EuGH-Urteile vom 17.11.2022, Rechtssachen C‑204/20, C‑147/20, C‑224/20

 

Sachverhalt:

Der EuGH entschied im November 2022 im Rahmen mehrerer Vorabentscheidungsverfahren über die markenrechtliche Zulässigkeit von Arzneimittel-Parallelimporten. (Teil 1 kann hier im Blog nachgelesen werden.)

In den hier berichteten Verfahren standen verschiedene Pharmakonzerne (Bayer, Novartis, Merck, etc) Parallelimporteuren gegenüber, die den dänischen Markt mit parallelimportierten Arzneimitteln beliefern. Die Parallelimporteure teilten den jeweiligen Pharmakonzernen mit, dass die auf der äußeren Verpackung der Arzneimittel angebrachten Sicherungsetiketten (Vorrichtungen gegen Manipulationen) aufgebrochen und die Verpackung ersetzt werden müsse. Gründe hierfür lagen in der Regel im Erfordernis, nachträglich Beipackzettel bzw. Packungsbeilagen in der Landessprache in die Verpackungen zu legen. Die Pharmakonzerne widersetzten sich der geplanten Neuverpackung mit der Begründung, dass die Verwendung einer neuen Umhüllung über das hinausgehe, was für das Inverkehrbringen dieses Arzneimittels in Deutschland erforderlich sei. Die Parallelimporteure argumentierten, dass die Großhändler und Apotheker verpflichtet seien zu prüfen, ob die äußere Umhüllung manipuliert worden sei. Dies könne nur durch eine neue äußere Umhüllung verhindert werden. Alternativ (und auch günstiger) besteht grundsätzlich die Möglichkeit einer Neuetikettierung.

Die nationalen Gerichte (Landgericht Hamburg und das dänische See- und Handelsgericht) legten die Verfahren dem EuGH zur Vorabentscheidung vor.

 

Entscheidung:

Der EuGH verwies zunächst darauf, dass die Fälschungsschutzrichtlinie 2011/62 der wachsenden Bedrohung für die menschliche Gesundheit durch die gefälschten Arzneimittel begegnen solle. Die Richtlinie 2001/83/EG (Gemeinschaftskodex für Humanarzneimittel) sieht u.a. vor, dass Sicherheitsmerkmale nur unter strengen Voraussetzungen, die die Echtheit des Arzneimittels und das Fehlen jeder Manipulation gewährleisten sollen, entfernt oder überdeckt werden dürfen. Entfernte Sicherheitsmerkmale müssen durch „gleichwertige“ Sicherheitsmerkmale ersetzt werden. Der EuGH kam hier zu dem Ergebnis, dass das Umpacken in eine neue Umhüllung und die Neuetikettierung von parallelimportierten Arzneimitteln gleichwertig sind, sofern alle Anforderungen erfüllt sind.

......

ARBEITSAUFTRÄGE
1. Schreiben Sie aus dem Textauszug die Passage ab, die mit den Worten „EuGH-Urteile vom 17.11.2022, Rechtssachen“ beginnt und nach den Worten „Blog nachgelesen werden.)“ endet.
2. Erläutern Sie in einem bis drei Sätzen, aus welchem Grund die Sicherungsetiketten laut Textauszug aufgebrochen und die Verpackungen ersetzt werden mussten.
3. Beantworten Sie anhand des Textauszugs kurz die folgenden Fragen:
(a) Welchen Markt beliefern die Parallelimporteure?
(b) Welche nationalen Gerichte legten die Verfahren dem EuGH vor?
(c) Wodurch müssen entfernte Sicherheitsmerkmale ersetzt werden?
Die Einträge haben mit dem Textauszug inhaltlich nichts zu tun.

(Lokalisierungsdaten mit einem Punkt je Instanz)
......

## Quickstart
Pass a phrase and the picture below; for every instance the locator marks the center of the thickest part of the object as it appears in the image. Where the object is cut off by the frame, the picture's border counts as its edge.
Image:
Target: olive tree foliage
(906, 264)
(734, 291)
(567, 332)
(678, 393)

......

LÖSUNGEN
1.
EuGH-Urteile vom 17.11.2022, Rechtssachen C‑204/20, C‑147/20, C‑224/20

 

Sachverhalt:

Der EuGH entschied im November 2022 im Rahmen mehrerer Vorabentscheidungsverfahren über die markenrechtliche Zulässigkeit von Arzneimittel-Parallelimporten. (Teil 1 kann hier im Blog nachgelesen werden.)

2. Die Parallelimporteure mussten in der Regel nachträglich Beipackzettel bzw. Packungsbeilagen in der Landessprache in die Verpackungen legen. Dafür mussten die Sicherungsetiketten auf der äußeren Verpackung aufgebrochen und die Verpackung ersetzt werden.

3.
(a) Den dänischen Markt.
(b) Das Landgericht Hamburg und das dänische See- und Handelsgericht.
(c) Durch „gleichwertige“ Sicherheitsmerkmale.